## Working data
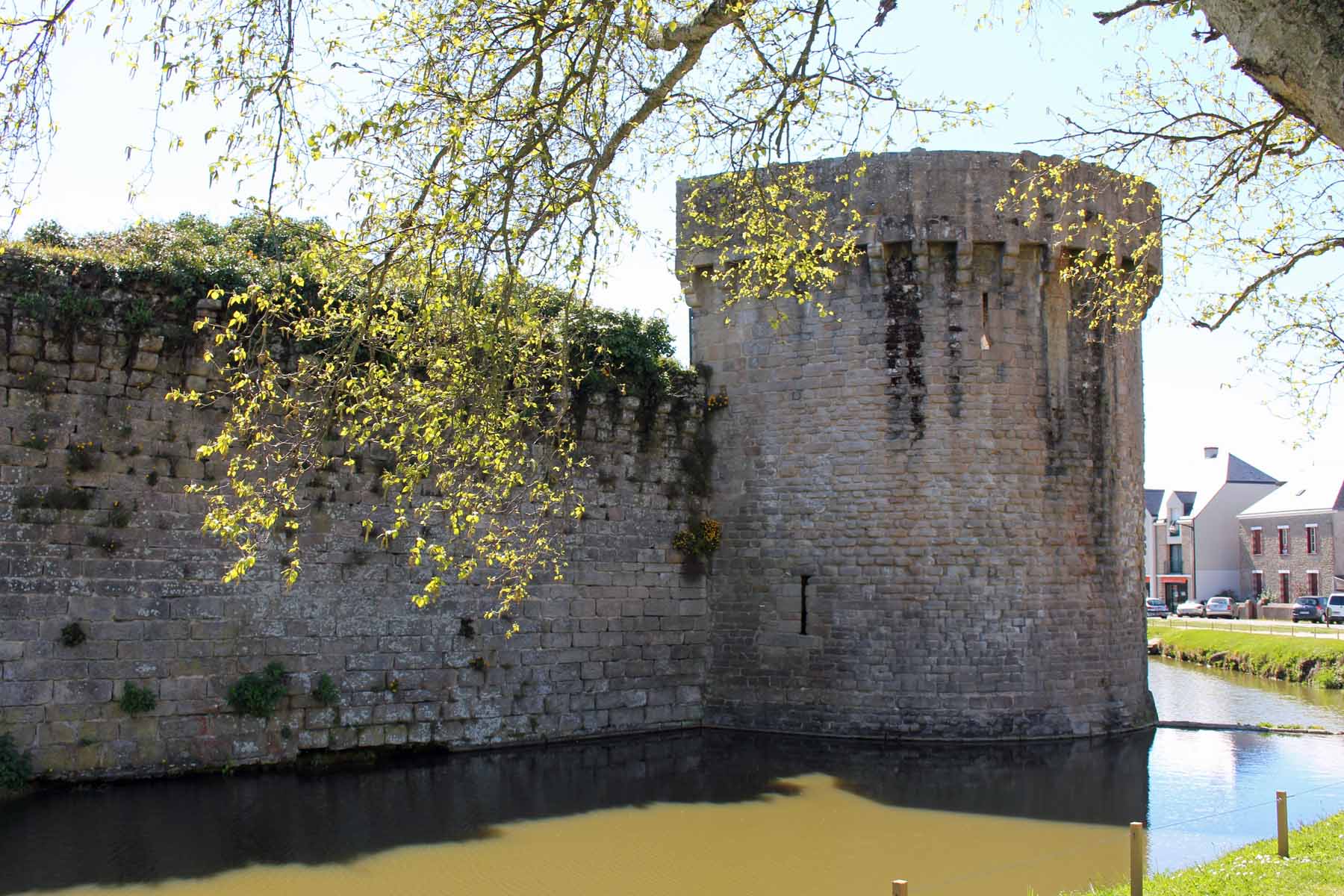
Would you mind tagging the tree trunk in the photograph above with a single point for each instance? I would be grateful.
(1295, 49)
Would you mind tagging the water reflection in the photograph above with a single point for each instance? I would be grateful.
(151, 830)
(1186, 692)
(712, 812)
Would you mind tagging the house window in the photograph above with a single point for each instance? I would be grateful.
(1175, 561)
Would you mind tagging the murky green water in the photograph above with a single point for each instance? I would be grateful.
(691, 813)
(1187, 692)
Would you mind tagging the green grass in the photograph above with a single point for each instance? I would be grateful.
(1315, 868)
(1312, 660)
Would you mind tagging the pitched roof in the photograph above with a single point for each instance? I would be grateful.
(1223, 469)
(1239, 470)
(1313, 494)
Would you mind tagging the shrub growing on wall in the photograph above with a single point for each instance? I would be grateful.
(15, 766)
(136, 700)
(258, 694)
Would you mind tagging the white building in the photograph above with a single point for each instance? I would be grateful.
(1194, 536)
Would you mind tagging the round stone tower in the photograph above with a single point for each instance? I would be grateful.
(930, 500)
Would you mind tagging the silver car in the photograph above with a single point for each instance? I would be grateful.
(1191, 608)
(1335, 608)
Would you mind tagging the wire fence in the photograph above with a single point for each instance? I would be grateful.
(944, 886)
(1253, 626)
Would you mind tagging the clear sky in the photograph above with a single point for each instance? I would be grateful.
(1198, 390)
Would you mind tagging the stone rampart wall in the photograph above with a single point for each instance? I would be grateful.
(96, 529)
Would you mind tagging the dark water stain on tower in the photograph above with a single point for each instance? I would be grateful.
(905, 346)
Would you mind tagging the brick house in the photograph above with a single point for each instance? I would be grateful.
(1288, 539)
(1192, 535)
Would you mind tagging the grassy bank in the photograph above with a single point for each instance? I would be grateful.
(1315, 868)
(1308, 660)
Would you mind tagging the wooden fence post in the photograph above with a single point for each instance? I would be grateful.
(1136, 859)
(1281, 800)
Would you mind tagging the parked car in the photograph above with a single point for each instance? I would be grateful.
(1310, 609)
(1191, 608)
(1335, 608)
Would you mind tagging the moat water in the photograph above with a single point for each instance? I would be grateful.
(699, 812)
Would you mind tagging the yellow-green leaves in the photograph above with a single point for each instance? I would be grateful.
(774, 234)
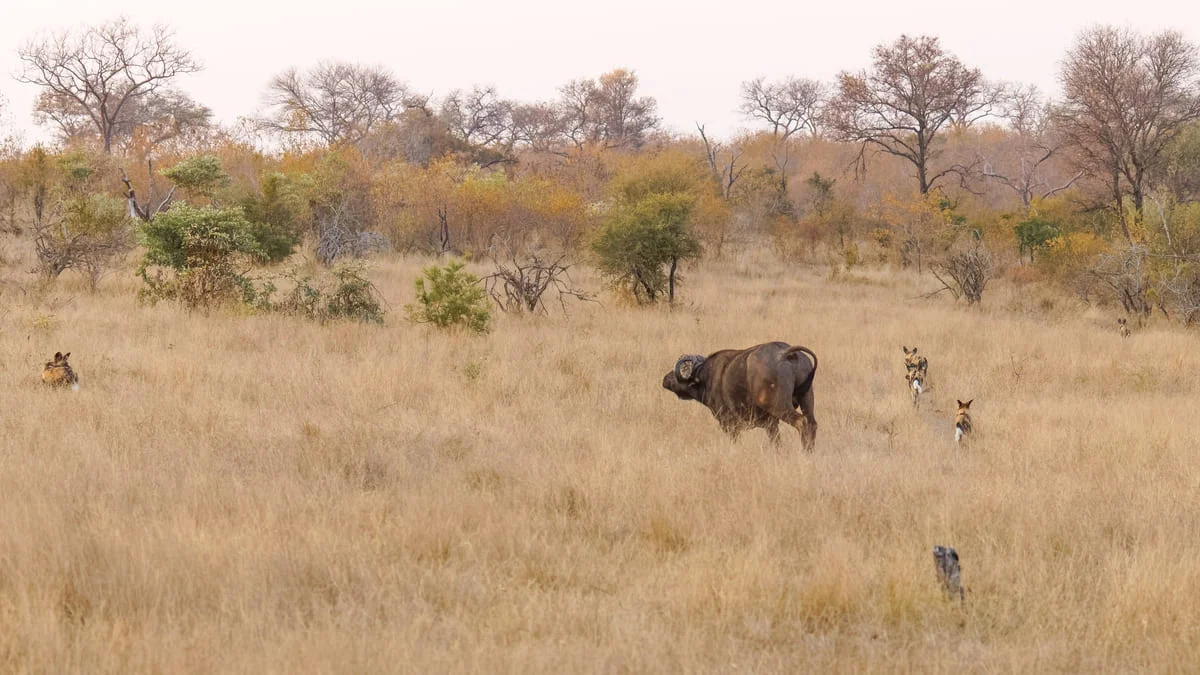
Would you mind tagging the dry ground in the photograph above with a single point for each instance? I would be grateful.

## What the exercise asks
Return the complete material above exactly, with no picture.

## Exercise result
Would you mind tagging the tree trunk in the photograph above with a single point for each instance? I would be grateful.
(1295, 49)
Would you mind tagging the water reflection in the photograph above with a single point for each instance? I would be grateful.
(151, 830)
(1186, 692)
(712, 812)
Would you mind tagging the house window in the photograph above with a single point for each instance? I would be grateful.
(1175, 561)
Would you mind tagging the murky green water in the photograph above with a single point for each instance? I would be grateful.
(691, 813)
(1187, 692)
Would you mind tagging the green grass in the photograph above with a single point for each instance? I would be grateful.
(1315, 868)
(1312, 660)
Would you mind tagging the pitched roof in the photograph above with a single point for each instance? I would be grateful.
(1223, 469)
(1239, 470)
(1313, 494)
Would you mind tagging the shrub growing on wall in the photograph above with a single point for each instance? I would be grateful.
(15, 766)
(136, 700)
(258, 694)
Would you mind tagging the white building in the photograph above with a single point for each instance? I would be grateful.
(1194, 536)
Would you mind tagging the round stone tower in the photograph above with a single point for each instance? I would be grateful.
(930, 500)
Would you mind tagging the silver car in the photograph above with a single point for each instance? I would be grateful.
(1191, 608)
(1335, 608)
Would you mind tagging the wire fence in the photograph above with a single point for each instance? I would be grateful.
(944, 886)
(1253, 626)
Would you mind tagging the clear sky in the photograph above with a single point for each instance? I would be grateful.
(1198, 390)
Would you mind tagging the stone rampart wall in the photograph above with a single point for each instance? I would be grateful.
(96, 529)
Would you mind tagging the dark water stain on tower in the photograph above with a single point for each instance? I would be grateful.
(905, 346)
Would you mind tagging the brick house in the photograph above with a single point for each instance? I would be grateful.
(1288, 539)
(1192, 535)
Would you mind tagging the grassy bank in the photograph above with a single point for each instance? I would be grateful.
(1315, 868)
(1308, 660)
Would you mind tagging the wooden fence post in the photograph above with a single point for each instance? I would be grateful.
(1136, 859)
(1281, 800)
Would you mind tagging the parked car in the photograph above with a single point for each instance? I would be grateful.
(1310, 609)
(1191, 608)
(1335, 608)
Would you mind tagging the moat water in the photograph above with a single point for each instance? I would be grateful.
(699, 812)
Would you mind tagging the yellow-green leaves in the photograph above with a single point for each instance? I would be grateful.
(774, 234)
Would you mind tagging the dry ground in the photograph above with a single point for each instance? I would be grateful.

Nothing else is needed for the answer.